* [WORK TO COMPLETE] Gather every line in the listing below that contains the string "antenna".
═══ RECORD EXTRACTS
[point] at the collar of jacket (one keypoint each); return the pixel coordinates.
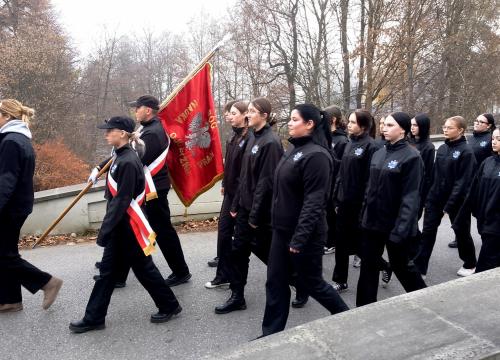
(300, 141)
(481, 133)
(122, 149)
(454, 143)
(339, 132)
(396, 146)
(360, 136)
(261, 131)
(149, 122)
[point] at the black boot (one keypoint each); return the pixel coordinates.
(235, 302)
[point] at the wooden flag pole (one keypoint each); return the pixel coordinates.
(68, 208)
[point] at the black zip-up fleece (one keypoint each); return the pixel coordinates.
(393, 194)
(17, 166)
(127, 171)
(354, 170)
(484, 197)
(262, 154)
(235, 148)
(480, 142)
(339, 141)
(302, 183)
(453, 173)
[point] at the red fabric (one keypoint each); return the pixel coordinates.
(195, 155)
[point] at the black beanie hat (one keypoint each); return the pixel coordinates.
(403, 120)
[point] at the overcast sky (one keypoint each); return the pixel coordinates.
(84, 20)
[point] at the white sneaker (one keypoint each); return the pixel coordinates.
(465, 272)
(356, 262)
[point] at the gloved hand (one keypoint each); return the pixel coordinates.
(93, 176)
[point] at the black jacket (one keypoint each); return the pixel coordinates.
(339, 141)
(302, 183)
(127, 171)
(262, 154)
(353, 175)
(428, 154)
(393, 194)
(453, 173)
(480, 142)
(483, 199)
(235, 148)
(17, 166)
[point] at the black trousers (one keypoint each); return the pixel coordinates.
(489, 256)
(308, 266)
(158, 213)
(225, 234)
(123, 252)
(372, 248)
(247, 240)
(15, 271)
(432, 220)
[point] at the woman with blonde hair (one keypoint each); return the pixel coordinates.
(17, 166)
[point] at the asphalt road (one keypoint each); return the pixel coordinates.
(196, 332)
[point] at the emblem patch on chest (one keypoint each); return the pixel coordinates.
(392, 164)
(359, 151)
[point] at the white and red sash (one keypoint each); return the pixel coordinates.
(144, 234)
══════
═══ RECORD EXTRACTS
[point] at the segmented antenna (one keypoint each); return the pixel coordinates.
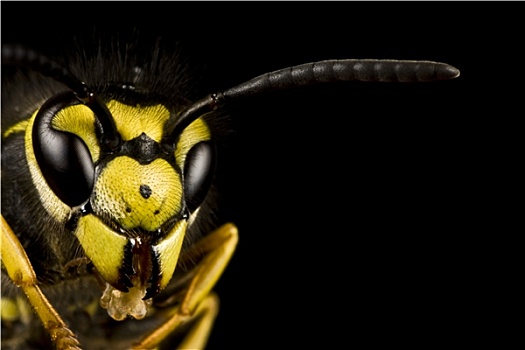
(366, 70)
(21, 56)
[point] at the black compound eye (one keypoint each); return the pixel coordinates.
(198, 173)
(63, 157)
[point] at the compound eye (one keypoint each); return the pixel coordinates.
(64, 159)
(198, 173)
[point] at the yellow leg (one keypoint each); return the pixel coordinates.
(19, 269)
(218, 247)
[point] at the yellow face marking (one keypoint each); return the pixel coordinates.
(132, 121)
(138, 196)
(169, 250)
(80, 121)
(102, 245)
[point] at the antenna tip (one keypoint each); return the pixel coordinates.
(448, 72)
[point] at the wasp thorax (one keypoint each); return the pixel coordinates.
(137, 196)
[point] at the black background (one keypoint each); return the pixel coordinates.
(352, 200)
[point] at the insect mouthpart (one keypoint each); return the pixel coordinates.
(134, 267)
══════
* [SOLUTION FOR THIS PROBLEM]
[point] at the segmented antenna (one keypoint each); return the pixel coordinates.
[point] at the antenna tip (one keypoint each); return the pixel coordinates.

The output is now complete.